Would you write out the listing verbatim and skip every picture in it?

◆ **Dataset records about object locations**:
#####

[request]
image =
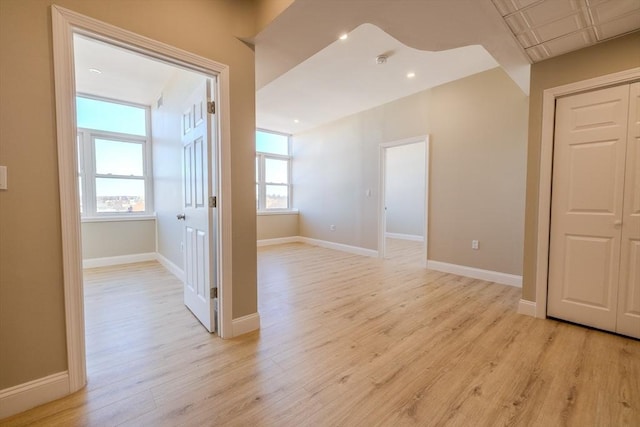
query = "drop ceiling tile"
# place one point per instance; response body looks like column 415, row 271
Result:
column 537, row 53
column 517, row 23
column 570, row 42
column 528, row 39
column 625, row 24
column 549, row 11
column 505, row 7
column 559, row 28
column 612, row 10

#####

◆ **EXERCISE OUTPUT**:
[request]
image =
query = "drop ceiling tile"
# place one point per instance; response body looks like column 415, row 271
Result:
column 537, row 53
column 517, row 23
column 570, row 42
column 528, row 39
column 625, row 24
column 549, row 11
column 505, row 7
column 559, row 28
column 612, row 10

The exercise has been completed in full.